Please rewrite the items from the line containing "Where in the photo above can the street" through the end of the items, changing "sneaker" to "running shoe" and leaving everything else as it is. Return only those lines.

-*-

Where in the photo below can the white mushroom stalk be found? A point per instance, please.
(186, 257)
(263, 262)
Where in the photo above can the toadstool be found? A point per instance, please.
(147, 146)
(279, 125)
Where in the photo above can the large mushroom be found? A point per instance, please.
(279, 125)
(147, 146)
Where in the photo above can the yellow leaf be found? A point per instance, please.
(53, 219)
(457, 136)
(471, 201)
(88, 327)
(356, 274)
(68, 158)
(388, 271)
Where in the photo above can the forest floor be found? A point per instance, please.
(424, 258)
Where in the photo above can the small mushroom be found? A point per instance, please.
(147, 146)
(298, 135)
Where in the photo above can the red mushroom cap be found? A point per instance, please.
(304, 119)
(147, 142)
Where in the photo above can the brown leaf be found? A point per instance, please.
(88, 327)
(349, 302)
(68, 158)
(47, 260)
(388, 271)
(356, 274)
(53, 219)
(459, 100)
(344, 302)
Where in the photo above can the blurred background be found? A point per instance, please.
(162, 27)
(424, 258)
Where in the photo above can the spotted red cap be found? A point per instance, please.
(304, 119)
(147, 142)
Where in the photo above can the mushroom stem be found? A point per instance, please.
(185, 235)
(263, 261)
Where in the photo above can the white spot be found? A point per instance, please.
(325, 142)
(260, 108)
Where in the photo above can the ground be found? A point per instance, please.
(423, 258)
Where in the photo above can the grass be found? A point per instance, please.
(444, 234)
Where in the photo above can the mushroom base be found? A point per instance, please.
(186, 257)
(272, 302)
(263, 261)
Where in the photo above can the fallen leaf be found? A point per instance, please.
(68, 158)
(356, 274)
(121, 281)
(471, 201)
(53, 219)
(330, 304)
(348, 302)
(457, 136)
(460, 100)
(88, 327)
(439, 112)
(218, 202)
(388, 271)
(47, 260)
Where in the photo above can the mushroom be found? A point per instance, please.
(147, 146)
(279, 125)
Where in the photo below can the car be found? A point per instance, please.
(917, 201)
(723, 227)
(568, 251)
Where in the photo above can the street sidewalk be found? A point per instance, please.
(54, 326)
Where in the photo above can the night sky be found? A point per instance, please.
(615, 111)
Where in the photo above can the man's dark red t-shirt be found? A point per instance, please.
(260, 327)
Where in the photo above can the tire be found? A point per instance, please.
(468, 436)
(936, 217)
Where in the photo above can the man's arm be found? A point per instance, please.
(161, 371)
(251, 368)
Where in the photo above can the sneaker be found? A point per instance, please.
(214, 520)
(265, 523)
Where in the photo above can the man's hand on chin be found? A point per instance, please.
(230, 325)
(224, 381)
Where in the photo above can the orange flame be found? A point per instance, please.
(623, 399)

-*-

## TASK SOLUTION
Where in the photo above can the street sidewalk be found? A point per instance, please.
(54, 326)
Where in the photo above can the night sky be found? A point per instance, please.
(615, 111)
Where in the photo above can the man's dark red t-shirt be found? A point per instance, please.
(260, 327)
Where in the photo above can the tire be found? A point per instance, please.
(468, 436)
(936, 217)
Where in the photo above can the man's arm be found? A point per instance, please.
(161, 371)
(251, 368)
Where in the photo above can the running shoe be found? A point per instance, please.
(214, 520)
(265, 523)
Where in the photo above can the man's hand on chin be found? A point per instance, please.
(230, 325)
(224, 381)
Where in the photo above can the orange flame be found? A point per instance, please.
(623, 399)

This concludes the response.